> [MATERIAL]:
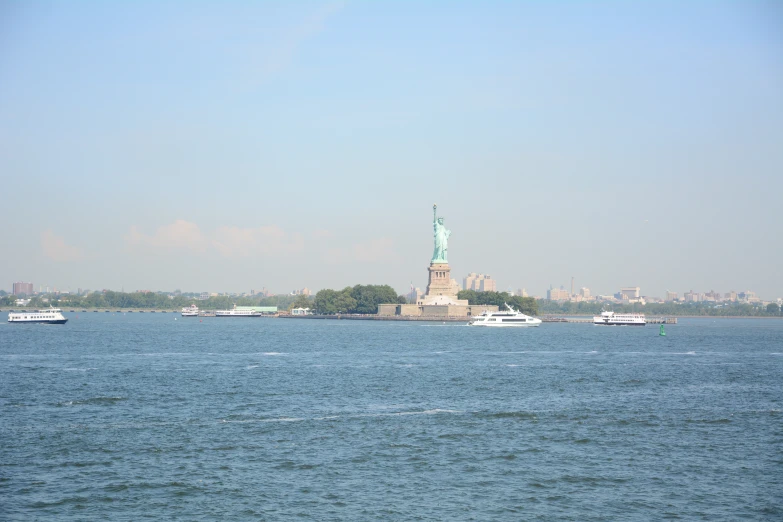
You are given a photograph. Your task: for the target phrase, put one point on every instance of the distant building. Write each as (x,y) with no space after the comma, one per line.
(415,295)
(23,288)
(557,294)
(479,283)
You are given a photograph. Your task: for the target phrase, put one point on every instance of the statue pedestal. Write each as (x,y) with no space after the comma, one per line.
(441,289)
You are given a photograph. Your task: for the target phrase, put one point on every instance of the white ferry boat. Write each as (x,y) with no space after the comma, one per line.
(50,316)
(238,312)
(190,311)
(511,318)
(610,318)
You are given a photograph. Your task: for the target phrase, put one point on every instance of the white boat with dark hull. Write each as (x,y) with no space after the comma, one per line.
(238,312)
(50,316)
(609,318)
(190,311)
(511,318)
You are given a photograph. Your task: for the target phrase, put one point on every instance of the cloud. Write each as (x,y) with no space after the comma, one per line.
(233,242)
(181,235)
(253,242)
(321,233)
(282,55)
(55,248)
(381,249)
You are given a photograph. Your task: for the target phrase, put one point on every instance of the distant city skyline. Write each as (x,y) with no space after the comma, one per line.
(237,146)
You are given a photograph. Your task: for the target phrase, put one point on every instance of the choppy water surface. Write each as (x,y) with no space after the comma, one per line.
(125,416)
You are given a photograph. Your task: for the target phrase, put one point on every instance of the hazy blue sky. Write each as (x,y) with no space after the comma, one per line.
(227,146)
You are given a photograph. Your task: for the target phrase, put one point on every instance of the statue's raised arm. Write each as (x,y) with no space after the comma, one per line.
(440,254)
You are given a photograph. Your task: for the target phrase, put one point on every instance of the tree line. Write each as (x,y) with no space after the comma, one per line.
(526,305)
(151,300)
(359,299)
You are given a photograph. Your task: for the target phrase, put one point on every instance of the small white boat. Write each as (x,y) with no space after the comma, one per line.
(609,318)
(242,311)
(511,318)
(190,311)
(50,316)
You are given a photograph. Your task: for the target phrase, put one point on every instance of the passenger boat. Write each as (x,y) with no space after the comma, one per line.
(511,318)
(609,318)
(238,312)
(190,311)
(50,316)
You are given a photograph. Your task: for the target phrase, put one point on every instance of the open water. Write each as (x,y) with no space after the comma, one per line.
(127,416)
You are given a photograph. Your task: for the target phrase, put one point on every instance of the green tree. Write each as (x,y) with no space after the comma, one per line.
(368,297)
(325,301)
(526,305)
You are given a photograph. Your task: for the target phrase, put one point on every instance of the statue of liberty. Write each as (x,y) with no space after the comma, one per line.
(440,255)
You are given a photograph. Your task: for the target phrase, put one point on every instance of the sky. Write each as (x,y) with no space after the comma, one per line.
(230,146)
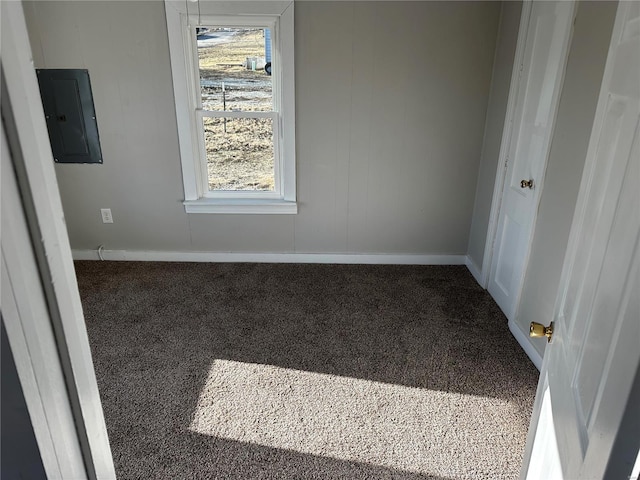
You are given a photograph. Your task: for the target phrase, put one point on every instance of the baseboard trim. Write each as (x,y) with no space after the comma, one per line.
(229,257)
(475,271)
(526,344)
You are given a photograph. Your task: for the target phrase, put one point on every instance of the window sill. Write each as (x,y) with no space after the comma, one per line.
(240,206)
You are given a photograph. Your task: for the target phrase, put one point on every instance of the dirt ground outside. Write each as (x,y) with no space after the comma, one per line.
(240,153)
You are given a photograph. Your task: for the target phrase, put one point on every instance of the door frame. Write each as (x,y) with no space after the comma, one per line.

> [SET EXERCISE]: Rescale the records from the line containing "of the dirt" through the end of the records, both ends included. Rewrite each of those lines, requests included, with every point coordinate in the answers multiplied by 0.95 and rounded to a whole number, halves rounding up.

> [ANSWER FOR THIS EXERCISE]:
You are given a photograph. Your task: for the target phrase, put one point on every instance of the dirt ground outside. Write each as (x,y) with no space after the comma, one per line.
(228,145)
You are given a photograph. Your task: for the target phrase, put one point on every instance of the door frame. Write each as (x,y) with no space after the comma, one per line.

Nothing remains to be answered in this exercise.